* [TASK TO CARRY OUT]:
The goal is to restate all of the records below word for word.

* [Region pointing data]:
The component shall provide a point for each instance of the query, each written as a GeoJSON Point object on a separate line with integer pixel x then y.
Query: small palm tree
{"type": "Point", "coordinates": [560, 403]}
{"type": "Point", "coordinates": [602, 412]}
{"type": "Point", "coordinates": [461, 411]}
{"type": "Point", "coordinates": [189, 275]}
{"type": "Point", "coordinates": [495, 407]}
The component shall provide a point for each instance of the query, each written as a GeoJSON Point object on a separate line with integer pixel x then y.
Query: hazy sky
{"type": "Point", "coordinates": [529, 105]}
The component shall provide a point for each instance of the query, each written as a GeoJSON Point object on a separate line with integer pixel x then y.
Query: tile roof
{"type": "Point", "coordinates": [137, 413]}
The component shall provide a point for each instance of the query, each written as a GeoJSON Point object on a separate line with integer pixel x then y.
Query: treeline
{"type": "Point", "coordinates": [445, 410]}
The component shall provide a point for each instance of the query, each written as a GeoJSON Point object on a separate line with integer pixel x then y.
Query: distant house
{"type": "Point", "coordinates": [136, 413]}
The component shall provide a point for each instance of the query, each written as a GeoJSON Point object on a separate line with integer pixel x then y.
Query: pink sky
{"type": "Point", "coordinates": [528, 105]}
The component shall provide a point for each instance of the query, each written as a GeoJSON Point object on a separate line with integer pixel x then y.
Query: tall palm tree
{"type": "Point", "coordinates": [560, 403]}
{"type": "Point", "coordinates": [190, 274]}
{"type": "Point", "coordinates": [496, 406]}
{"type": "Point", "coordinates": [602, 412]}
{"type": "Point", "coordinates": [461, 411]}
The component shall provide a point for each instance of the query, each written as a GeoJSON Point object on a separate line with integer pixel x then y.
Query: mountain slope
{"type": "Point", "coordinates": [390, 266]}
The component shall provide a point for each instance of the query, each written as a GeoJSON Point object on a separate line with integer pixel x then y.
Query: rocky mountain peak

* [REPLY TO THE EXERCISE]:
The component shall provide a point for each instance of the query, each written as a GeoJSON Point object on a separate line with integer pixel x then y.
Query: small palm tree
{"type": "Point", "coordinates": [560, 403]}
{"type": "Point", "coordinates": [602, 412]}
{"type": "Point", "coordinates": [461, 411]}
{"type": "Point", "coordinates": [189, 275]}
{"type": "Point", "coordinates": [495, 407]}
The component shall provide a point for each instance of the query, each written as a GeoJSON Point object on a separate line with integer pixel x then y.
Query: hazy sky
{"type": "Point", "coordinates": [529, 105]}
The component shall provide a point for each instance of the query, each written as a GeoJSON Point object on a separate line with integer pixel x then y.
Query: tile roof
{"type": "Point", "coordinates": [137, 413]}
The component shall provide a point for each instance of the query, each written as a GeoJSON Point object on a separate line with integer pixel x then y.
Query: treeline
{"type": "Point", "coordinates": [445, 410]}
The component shall provide a point for each instance of the query, each written as a GeoJSON Point object on a separate line with integer pixel x then y.
Query: distant house
{"type": "Point", "coordinates": [136, 413]}
The component shall provide a point for each instance of the query, each written as a GeoJSON Point object on a separate line with integer pixel x then y.
Query: pink sky
{"type": "Point", "coordinates": [528, 105]}
The component shall provide a point for each instance of the query, each written as a GeoJSON Point object on a separate line with integer pixel x then y.
Query: tall palm tree
{"type": "Point", "coordinates": [560, 403]}
{"type": "Point", "coordinates": [190, 274]}
{"type": "Point", "coordinates": [496, 406]}
{"type": "Point", "coordinates": [602, 412]}
{"type": "Point", "coordinates": [461, 411]}
The component shall provide a point for each instance of the query, each written as a GeoJSON Point object on a separate line with integer pixel x then y.
Query: mountain slope
{"type": "Point", "coordinates": [390, 266]}
The component shall provide a point for each instance of the query, each written as a GeoJSON Point object on a separate line with integer pixel x then y.
Query: rocky mountain peak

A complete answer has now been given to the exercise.